So while I don't think the following qualifies Harry Potter and the Deathly Hallows as green, the National Wildlife Federation points out it's a step in the right direction:
After hearing from outraged citizens across the country when they didn't publish book six of J.K. Rowling's Harry Potter on recycled paper, Scholastic has changed its ways! For the first printing of book seven, Harry Potter and the Deathly Hallows...
* 65 percent of the paper used will have the Forest Stewardship Council stamp of approval -- meaning it comes from forestlands that are managed in an environmentally responsible way. Certification assures that much of the paper for this book is not harming the birds and other wildlife dependent upon Canada's intact Boreal Forest--a critical shield against global warming.
* 30 percent of the paper will be made out of recycled content -- another big step forward in the book publishing business!
E Magazine breaks down exactly what that means:
This monstrous paper order of 16,700 tons will do a lot more than may initially meet the eye. By switching to 30 percent recycled paper, just the English-language editions of Harry Potter and the Deathly Hallows alone will save: 197,685 trees, an area 2.5 times the size of New York’s Central Park, or a whole lot of Whomping Willows in Hogwarts terms; 72,074,421 gallons of water, enough to fill 218 Olympic sized pools or make 6.3 trillion batches of Polyjuice Potion; 17,364,063 pounds of greenhouse gas emissions, equal to taking 1,577 cars off the road for a year or stopping 8,420 dragon burps; 9,255,366 pounds of solid waste, which is the weight of 4,999 full-grown elephants or 2,364 fully-grown dragons like Norbert; 137,609 million BTUs of electricity, enough energy to power 1,512 homes for a year and equivalent to the energy in 154 million lightning bolts. (Source: Markets Initiative, using the Environmental Defense Paper Calculator.)
You can thank Potter's publisher here. But you should also encourage them to go even further. 100,000 copies of the deluxe edition will be printed on 100 percent recycled paper. Why not every book? And why not print the book using soy-based ink?

- Record set -
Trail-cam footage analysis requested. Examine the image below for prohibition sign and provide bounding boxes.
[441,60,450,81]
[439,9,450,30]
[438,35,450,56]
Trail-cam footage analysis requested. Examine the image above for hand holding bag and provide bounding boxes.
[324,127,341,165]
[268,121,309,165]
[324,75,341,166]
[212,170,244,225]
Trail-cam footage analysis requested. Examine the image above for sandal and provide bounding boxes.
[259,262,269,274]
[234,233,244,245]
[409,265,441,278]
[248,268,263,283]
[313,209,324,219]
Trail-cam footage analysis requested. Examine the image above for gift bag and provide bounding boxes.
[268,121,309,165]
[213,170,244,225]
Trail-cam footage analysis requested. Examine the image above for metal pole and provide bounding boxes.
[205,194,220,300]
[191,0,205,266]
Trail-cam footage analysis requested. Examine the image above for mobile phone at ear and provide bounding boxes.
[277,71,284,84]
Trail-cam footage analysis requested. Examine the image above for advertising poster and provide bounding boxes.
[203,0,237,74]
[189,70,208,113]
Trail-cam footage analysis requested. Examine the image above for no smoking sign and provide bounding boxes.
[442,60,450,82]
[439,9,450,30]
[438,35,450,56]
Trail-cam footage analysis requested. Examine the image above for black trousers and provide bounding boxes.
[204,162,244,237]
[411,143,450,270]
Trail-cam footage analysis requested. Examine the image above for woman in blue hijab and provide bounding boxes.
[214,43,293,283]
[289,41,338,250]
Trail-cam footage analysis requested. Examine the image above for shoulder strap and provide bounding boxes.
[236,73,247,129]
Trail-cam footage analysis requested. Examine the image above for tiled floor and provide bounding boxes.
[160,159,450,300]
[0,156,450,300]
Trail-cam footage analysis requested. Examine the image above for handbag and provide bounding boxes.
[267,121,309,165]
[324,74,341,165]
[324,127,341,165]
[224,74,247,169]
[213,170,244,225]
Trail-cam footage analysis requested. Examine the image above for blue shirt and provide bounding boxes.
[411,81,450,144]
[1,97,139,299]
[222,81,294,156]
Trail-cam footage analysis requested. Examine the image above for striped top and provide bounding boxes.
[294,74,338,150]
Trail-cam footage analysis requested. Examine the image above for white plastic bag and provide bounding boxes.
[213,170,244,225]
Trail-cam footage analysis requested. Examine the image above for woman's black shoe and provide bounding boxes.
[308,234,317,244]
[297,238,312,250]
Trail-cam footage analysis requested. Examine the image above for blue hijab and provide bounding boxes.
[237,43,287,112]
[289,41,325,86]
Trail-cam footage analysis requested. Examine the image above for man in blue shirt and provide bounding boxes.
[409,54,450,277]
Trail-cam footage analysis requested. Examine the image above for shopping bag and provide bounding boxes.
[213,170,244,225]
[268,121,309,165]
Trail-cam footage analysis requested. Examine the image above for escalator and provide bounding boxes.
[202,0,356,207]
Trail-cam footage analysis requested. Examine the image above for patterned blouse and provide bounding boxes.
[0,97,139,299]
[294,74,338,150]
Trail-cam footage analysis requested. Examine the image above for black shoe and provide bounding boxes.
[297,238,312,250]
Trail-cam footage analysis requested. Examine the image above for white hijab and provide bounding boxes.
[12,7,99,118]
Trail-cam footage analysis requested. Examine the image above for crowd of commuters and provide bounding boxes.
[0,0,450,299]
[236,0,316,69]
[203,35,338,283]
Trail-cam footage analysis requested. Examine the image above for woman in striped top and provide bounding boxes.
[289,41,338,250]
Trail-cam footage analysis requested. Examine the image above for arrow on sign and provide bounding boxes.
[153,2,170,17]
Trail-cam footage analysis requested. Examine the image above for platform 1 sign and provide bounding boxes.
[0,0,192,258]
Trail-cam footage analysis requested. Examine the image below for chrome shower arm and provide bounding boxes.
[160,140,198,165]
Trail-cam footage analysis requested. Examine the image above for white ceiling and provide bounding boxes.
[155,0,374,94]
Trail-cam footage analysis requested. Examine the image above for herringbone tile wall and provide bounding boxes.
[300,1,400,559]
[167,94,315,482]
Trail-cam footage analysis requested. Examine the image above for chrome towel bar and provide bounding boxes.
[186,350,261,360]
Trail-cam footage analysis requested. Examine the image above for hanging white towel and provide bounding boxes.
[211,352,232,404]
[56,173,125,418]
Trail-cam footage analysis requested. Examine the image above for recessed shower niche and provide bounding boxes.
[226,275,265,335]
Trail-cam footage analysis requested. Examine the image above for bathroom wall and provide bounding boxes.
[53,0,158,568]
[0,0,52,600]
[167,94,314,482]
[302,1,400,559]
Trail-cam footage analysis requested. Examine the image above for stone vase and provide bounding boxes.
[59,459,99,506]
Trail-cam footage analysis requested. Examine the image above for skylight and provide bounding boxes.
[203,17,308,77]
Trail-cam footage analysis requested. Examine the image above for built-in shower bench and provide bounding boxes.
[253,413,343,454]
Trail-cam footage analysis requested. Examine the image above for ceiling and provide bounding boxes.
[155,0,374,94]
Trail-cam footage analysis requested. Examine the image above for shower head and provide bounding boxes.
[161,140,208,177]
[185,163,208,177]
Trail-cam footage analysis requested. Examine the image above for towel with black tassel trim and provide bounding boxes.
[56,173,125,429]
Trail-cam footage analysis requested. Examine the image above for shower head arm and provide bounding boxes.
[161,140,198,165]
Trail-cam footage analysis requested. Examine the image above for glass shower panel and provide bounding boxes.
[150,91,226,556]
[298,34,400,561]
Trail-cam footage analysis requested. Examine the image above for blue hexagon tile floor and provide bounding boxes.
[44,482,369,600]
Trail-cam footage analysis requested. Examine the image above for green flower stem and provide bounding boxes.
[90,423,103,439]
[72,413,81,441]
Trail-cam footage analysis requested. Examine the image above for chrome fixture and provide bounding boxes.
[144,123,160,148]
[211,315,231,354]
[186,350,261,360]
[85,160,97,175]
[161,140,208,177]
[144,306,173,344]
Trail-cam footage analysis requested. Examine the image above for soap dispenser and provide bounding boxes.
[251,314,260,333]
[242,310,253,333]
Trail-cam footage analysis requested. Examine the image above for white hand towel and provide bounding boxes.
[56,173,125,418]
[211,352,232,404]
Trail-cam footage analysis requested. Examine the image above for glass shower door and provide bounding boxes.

- Challenges -
[1] Reproduce the section of the Deathly Hallows paper passage starting with "You can thank" and going on through "using soy-based ink?".
[2] Answer these questions from the Deathly Hallows paper passage:
(a) What percentage of the paper for the first printing will be made of recycled content?
(b) How many tons of paper does the order total?
(c) How many copies of the deluxe edition will be printed on 100 percent recycled paper?
The items have no connection to the passage about the paper for the Deathly Hallows printing.

- Written answers -
[1]
You can thank Potter's publisher here. But you should also encourage them to go even further. 100,000 copies of the deluxe edition will be printed on 100 percent recycled paper. Why not every book? And why not print the book using soy-based ink?

[2]
(a) 30 percent
(b) 16,700 tons
(c) 100,000 copies